Objective ▸
Reproduce the part of the SGML editor passage below that lies between "The interfaces to" and "its own DTD.", inclusive.

Page extract ▸
=======

The interfaces to complex constructs can cause problems for 
SGML editors; for example handling such things as marked 
sections should be done properly, even when they are specified 
using a parameter entity reference.  The editor should allow for 
marked sections with unbalanced markup (i.e. which include the 
start tag of an element but not its corresponding end tag); it should 
also allow the synchronous changing of the values of parameter 
entities so that the final result is valid even though an intermediate 
state may be invalid.

Subdocs are another complex structure to be considered.  A 
subdoc is basically an external SGML entity with its own DTD.  
The authoring interface to a subdoc can be similar to that for a 
regular external SGML entity but there are issues are additional 
issues to be considered, such as the different ID name/entity name 
space, a need for a potentially different presentation style for the 
subdoc, to say nothing of what it might meant to actually compose 
a document containing a subdoc.

=======

Given entries ▸
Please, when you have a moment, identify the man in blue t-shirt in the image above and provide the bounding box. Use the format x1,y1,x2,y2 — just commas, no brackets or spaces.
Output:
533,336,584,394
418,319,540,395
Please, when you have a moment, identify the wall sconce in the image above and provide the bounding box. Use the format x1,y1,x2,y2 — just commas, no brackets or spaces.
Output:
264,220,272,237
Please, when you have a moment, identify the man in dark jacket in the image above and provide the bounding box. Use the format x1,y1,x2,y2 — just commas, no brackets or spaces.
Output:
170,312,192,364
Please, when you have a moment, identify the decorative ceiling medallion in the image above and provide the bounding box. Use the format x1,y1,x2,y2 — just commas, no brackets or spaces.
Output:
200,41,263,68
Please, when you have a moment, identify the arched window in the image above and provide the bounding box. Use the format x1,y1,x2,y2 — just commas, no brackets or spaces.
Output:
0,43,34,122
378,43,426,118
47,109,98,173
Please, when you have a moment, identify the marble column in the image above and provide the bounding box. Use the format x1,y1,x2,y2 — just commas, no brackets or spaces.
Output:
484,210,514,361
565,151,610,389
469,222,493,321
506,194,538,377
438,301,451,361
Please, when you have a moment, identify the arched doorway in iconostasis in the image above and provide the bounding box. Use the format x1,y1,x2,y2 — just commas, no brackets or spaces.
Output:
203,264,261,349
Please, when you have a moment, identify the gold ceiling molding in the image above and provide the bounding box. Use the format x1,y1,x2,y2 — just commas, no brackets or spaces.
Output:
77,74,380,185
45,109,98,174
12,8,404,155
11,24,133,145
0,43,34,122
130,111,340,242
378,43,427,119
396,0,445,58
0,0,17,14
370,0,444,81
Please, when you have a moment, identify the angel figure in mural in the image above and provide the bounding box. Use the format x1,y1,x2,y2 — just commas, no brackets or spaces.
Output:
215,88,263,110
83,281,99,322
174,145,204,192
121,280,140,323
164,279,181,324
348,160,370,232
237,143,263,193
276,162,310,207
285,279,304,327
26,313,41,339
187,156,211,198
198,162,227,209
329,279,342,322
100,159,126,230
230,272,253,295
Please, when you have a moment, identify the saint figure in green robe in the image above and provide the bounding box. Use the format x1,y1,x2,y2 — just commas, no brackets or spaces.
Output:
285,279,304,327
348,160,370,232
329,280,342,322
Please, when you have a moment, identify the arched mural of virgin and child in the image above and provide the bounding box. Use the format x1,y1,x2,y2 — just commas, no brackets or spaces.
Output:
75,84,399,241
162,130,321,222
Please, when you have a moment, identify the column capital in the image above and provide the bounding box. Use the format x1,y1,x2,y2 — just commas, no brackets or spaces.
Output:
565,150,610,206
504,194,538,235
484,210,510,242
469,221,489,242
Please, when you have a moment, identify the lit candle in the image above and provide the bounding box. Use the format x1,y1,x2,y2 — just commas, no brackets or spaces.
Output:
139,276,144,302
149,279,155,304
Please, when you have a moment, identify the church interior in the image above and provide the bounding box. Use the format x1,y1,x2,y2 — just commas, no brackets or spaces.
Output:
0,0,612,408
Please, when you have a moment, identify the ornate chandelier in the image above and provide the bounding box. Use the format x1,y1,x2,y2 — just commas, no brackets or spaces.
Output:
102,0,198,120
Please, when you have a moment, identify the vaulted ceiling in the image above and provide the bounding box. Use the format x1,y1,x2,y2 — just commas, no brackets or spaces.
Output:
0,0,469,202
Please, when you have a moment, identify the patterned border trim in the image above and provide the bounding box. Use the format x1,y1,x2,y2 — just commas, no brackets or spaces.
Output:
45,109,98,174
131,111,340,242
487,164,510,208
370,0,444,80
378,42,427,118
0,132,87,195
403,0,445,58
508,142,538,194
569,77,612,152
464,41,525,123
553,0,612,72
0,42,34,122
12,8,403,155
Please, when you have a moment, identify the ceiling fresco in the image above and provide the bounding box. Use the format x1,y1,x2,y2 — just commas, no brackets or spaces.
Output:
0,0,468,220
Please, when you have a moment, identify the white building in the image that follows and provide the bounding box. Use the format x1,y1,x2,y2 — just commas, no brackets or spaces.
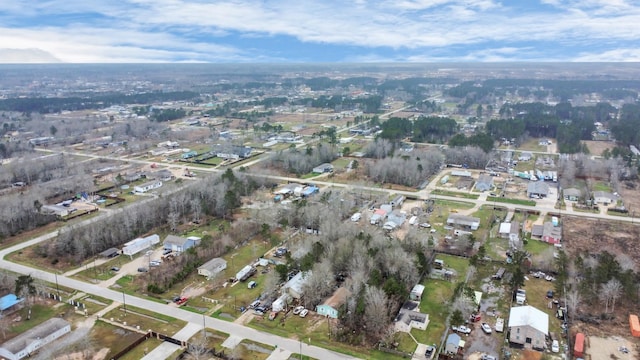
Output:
0,317,71,360
122,234,160,256
133,180,162,193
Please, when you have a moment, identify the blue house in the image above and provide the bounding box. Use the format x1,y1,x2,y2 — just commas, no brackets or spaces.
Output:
0,294,24,311
163,235,200,252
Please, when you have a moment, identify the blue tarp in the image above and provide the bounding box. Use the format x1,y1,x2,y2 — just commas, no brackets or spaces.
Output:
0,294,24,311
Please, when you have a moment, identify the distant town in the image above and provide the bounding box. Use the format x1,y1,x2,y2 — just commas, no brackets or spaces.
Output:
0,63,640,360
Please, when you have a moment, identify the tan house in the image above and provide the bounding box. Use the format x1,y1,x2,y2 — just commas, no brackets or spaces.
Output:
509,306,549,351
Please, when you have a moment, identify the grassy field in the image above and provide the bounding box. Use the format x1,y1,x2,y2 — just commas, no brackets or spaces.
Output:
89,320,152,359
104,306,187,335
487,196,536,206
431,189,480,200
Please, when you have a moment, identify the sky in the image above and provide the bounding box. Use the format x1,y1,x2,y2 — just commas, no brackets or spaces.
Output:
0,0,640,63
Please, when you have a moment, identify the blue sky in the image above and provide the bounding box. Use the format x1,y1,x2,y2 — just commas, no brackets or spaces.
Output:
0,0,640,63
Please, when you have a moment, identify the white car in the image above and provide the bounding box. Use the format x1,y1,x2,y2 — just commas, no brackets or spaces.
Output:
451,325,471,334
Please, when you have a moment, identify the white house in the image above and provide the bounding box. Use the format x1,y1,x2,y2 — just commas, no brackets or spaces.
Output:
198,258,227,278
316,287,351,319
0,317,71,360
133,180,162,193
509,305,549,350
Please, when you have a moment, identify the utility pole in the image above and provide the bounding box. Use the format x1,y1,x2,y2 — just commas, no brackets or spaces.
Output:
122,290,127,316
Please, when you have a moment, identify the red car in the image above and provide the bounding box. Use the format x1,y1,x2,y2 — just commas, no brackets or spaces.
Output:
176,298,189,306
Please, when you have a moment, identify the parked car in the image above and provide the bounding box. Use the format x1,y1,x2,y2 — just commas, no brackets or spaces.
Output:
424,345,436,359
451,325,471,334
176,297,189,306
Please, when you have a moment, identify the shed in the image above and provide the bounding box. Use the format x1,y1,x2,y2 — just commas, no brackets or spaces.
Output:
0,317,71,360
573,333,584,357
629,314,640,337
163,235,200,252
409,284,424,301
99,248,120,258
313,163,333,174
476,174,493,191
198,258,227,278
509,305,549,350
444,333,462,355
527,181,549,198
316,287,351,319
0,294,23,312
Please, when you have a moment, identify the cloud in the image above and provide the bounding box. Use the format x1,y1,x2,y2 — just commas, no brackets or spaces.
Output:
0,0,640,62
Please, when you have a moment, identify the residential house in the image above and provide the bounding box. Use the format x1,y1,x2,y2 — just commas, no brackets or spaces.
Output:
163,235,200,252
409,284,424,301
198,258,227,279
0,317,71,360
509,305,549,351
542,221,562,244
282,271,311,299
122,234,160,256
99,248,120,259
593,191,618,206
498,221,520,239
0,294,24,313
527,181,549,198
370,209,387,225
444,333,465,355
316,287,351,319
390,195,406,207
562,188,582,201
133,180,162,193
393,301,429,333
313,163,333,174
518,151,533,161
476,174,493,191
387,210,407,226
447,214,480,230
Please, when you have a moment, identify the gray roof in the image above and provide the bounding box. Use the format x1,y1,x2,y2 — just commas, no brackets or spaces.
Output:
164,235,187,246
198,258,227,271
2,317,71,354
562,188,582,197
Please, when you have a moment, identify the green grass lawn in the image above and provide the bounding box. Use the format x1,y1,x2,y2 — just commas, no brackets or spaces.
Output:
104,306,187,335
487,196,536,206
431,189,480,200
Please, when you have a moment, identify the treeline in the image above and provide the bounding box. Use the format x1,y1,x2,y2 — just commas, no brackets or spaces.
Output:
39,170,261,263
0,91,199,114
265,143,339,175
262,192,427,343
365,150,444,187
379,116,459,144
609,104,640,146
149,108,187,122
485,103,617,154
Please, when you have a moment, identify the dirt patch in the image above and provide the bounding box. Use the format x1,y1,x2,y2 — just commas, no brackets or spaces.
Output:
586,336,638,360
563,217,640,264
583,140,616,156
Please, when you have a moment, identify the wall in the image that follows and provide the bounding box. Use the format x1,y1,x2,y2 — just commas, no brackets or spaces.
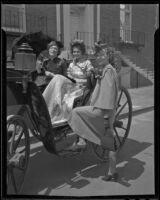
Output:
132,4,156,69
100,4,120,43
26,4,57,38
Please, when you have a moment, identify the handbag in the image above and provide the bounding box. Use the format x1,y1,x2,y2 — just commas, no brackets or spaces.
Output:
101,128,117,152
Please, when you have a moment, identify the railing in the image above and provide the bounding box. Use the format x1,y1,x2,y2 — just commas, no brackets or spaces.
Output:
72,29,145,47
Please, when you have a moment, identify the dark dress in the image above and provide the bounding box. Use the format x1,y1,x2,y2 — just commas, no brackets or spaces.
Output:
35,51,68,92
68,65,118,145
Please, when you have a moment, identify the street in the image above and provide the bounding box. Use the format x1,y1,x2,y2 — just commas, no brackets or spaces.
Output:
15,111,154,196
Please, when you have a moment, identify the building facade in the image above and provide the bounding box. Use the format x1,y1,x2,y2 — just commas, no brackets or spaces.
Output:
1,4,159,86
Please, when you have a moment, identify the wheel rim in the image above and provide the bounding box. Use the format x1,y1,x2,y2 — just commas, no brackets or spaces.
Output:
7,116,30,194
92,87,132,161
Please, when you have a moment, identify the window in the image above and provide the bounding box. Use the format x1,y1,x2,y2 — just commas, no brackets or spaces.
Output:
1,4,26,32
120,4,132,42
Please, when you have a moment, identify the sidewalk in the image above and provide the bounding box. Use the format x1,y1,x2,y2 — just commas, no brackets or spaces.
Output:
128,85,154,114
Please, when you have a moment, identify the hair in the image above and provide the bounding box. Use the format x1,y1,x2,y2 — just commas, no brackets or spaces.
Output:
94,43,115,67
71,39,86,55
47,40,63,56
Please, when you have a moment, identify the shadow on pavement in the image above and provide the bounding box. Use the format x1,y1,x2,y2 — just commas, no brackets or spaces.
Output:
22,135,152,195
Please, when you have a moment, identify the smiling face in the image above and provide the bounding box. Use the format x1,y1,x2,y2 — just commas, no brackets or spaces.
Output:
72,47,82,60
48,45,58,58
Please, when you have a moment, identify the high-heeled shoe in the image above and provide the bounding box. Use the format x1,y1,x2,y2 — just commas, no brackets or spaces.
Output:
65,142,87,151
103,172,119,182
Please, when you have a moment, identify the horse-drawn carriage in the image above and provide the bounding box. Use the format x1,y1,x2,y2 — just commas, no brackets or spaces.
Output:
7,31,132,194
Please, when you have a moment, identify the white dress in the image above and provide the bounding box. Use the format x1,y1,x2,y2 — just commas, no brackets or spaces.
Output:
43,60,93,124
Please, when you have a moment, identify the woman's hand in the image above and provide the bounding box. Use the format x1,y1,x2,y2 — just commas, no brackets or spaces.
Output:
36,60,42,74
45,71,54,77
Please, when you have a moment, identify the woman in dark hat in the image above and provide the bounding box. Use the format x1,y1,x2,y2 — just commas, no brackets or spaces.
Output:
43,40,93,123
36,41,67,84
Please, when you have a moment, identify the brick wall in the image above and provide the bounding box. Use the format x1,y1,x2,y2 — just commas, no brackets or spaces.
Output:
100,4,120,45
26,4,57,38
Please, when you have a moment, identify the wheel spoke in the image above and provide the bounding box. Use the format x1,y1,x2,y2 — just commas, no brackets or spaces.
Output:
14,131,23,150
9,168,18,194
116,101,127,117
119,126,127,131
117,91,123,105
114,128,121,144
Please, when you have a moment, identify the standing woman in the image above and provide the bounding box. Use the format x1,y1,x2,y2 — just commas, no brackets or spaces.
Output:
69,45,118,181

=======

Solution ▸
The interfaces to complex constructs can cause problems for 
SGML editors; for example handling such things as marked 
sections should be done properly, even when they are specified 
using a parameter entity reference.  The editor should allow for 
marked sections with unbalanced markup (i.e. which include the 
start tag of an element but not its corresponding end tag); it should 
also allow the synchronous changing of the values of parameter 
entities so that the final result is valid even though an intermediate 
state may be invalid.

Subdocs are another complex structure to be considered.  A 
subdoc is basically an external SGML entity with its own DTD.